Document passage:
※

The idea for the research was sparked by the revised 2009 recommendations on screening mammography from the U.S. Preventive Services Task Force (USPSTF), according to lead author Dr. Donna Plecha of University Hospitals Case Medical Center in Cleveland.
Previous research conducted by the group in women 40 to 49 years of age who were diagnosed with breast cancer after screening mammography found that the women presented with earlier-stage disease and smaller tumors than those who weren't screened. The group decided to follow up that research by investigating other possible benefits of screening mammography -- benefits that may have been overlooked by USPSTF.
Plecha and colleagues focused on differences in treatment recommendations, stage at diagnosis, and identification of high-risk lesions for women 40 to 49 years old undergoing screening mammography, compared with women with a symptom that required diagnostic evaluation (AJR, February 2014, Vol. 202:2, pp. 282-288).
Dr. Donna Plecha of University Hospitals Case Medical Center.

※

[Data excerpts]
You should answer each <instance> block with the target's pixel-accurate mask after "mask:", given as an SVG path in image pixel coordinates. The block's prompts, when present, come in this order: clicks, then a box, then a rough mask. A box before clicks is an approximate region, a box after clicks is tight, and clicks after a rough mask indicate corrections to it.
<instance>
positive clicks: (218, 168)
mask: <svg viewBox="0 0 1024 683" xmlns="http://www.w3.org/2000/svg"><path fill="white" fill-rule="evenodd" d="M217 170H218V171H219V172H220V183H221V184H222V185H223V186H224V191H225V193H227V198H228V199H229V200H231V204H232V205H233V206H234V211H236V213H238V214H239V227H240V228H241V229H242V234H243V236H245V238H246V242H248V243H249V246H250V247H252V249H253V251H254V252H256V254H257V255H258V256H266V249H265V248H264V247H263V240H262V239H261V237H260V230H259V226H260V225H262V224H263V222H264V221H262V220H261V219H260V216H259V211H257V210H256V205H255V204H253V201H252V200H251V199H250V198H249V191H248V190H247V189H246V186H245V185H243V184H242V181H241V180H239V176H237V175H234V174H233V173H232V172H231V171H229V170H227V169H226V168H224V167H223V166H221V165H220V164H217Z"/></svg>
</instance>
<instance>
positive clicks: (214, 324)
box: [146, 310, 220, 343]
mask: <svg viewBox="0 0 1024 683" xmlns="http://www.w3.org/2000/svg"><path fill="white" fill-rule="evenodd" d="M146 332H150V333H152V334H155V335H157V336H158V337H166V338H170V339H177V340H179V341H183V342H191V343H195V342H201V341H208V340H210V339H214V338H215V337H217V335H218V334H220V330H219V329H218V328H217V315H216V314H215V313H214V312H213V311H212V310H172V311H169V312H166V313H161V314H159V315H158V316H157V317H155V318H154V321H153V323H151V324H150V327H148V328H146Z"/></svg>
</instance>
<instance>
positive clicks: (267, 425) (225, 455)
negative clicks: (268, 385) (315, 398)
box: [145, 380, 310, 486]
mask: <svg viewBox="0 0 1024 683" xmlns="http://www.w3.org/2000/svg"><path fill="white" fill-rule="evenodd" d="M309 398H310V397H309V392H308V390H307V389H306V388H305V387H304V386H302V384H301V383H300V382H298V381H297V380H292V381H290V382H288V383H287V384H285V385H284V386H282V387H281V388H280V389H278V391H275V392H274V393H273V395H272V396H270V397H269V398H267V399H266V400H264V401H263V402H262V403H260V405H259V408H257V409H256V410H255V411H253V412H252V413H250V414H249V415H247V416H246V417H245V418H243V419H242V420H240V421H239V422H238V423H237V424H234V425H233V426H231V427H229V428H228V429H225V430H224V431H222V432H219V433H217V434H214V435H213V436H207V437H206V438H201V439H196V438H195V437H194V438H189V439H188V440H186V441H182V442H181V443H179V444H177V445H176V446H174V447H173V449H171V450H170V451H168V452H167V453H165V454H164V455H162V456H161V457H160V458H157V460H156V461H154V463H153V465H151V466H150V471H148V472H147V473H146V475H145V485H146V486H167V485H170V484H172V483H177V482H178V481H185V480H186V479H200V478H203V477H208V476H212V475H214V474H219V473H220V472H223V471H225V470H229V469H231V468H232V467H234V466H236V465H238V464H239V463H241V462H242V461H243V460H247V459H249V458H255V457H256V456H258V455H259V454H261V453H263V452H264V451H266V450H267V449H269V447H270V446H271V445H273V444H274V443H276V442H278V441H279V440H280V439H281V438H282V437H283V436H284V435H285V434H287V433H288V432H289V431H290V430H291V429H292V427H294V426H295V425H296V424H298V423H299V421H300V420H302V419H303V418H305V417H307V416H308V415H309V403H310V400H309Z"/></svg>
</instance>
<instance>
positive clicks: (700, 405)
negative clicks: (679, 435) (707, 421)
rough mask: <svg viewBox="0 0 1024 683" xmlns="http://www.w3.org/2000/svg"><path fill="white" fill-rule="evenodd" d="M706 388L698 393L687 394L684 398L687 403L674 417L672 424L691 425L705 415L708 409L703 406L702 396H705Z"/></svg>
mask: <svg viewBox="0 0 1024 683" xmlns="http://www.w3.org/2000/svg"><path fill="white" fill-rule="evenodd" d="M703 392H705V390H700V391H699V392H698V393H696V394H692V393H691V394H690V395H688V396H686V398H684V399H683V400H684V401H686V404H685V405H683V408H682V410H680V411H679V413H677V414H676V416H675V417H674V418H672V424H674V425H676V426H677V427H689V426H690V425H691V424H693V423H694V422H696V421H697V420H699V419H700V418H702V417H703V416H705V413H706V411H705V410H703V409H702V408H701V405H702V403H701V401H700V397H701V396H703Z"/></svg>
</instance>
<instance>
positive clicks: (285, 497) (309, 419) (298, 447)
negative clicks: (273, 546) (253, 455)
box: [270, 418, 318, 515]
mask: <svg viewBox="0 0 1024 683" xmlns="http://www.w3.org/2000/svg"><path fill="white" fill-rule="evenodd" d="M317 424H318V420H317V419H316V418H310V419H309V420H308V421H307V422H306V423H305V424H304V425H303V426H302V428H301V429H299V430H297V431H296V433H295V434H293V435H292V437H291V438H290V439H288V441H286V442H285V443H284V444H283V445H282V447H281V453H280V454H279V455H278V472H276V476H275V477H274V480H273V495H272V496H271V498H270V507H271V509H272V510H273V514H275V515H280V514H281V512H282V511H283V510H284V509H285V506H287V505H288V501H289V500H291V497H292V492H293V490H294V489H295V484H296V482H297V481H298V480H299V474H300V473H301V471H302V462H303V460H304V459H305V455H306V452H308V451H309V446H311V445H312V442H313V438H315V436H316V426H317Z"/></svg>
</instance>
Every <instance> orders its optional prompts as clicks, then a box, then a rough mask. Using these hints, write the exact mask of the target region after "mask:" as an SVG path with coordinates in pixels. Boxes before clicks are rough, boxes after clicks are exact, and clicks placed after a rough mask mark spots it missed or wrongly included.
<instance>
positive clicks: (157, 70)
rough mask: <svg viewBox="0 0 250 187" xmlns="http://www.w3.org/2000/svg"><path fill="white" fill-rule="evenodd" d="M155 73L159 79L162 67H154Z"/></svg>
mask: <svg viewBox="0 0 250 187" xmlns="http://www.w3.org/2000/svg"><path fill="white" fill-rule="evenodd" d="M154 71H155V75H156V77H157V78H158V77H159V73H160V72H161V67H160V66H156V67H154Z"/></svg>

※

What to work on:
**1.** Answer these questions about the mammography screening passage:
(a) Which recommendations sparked the idea for the research?
(b) In the group's previous research, how did the screened women's disease compare with that of women who weren't screened?
(c) In which journal issue did the study by Plecha and colleagues appear?
**2.** Continue the mammography screening passage from its last sentence.

Answers below:
**1.**
(a) The revised 2009 recommendations on screening mammography from the U.S. Preventive Services Task Force (USPSTF).
(b) The screened women presented with earlier-stage disease and smaller tumors.
(c) AJR, February 2014, Vol. 202:2, pp. 282-288.

**2.**
The group reviewed pathology results of 1,004 image-guided biopsies performed in women ages 40 to 49 at three breast centers at University Hospitals Case Medical Center between January 2008 and December 2011. The researchers recorded the reason for presentation, pathology, tumor size, stage, receptor characteristics, and treatment for women diagnosed with a high-risk lesion or breast cancer.
Of 230 breast cancers, 149 (65%) were found in women who had screening mammography and 81 (35%) were found in the symptomatic group. The mean age for both groups was 45.
Women who underwent mammography for diagnosis of symptoms rather than breast cancer screening were more likely to have chemotherapy. Of the high-risk lesions identified, 81% were diagnosed in patients who had screening mammography, and these patients were more likely to be diagnosed at earlier stages and to have smaller tumors, Plecha's group found.
Ductal carcinoma in situ (DCIS) was diagnosed in 23% of patients, while 77% were diagnosed with invasive cancers; patients who had screening mammography were more likely to be diagnosed with DCIS than those who received diagnostic imaging, the authors wrote.
"The five-year relative survival rate of stage I breast cancer is estimated to be about 100%," they wrote. "This is in contrast to the five-year relative survival rates for stage II, III, and IV cancer of 86.2%, 57.2%, and 19.9%."
Although Plecha and colleagues did not find a statistically significant difference in the percentage of patients receiving radiation therapy between the screened and unscreened women, there was a higher rate of mastectomies in women who received mammography for diagnosis of symptoms than in those who had screening (48% versus 30%).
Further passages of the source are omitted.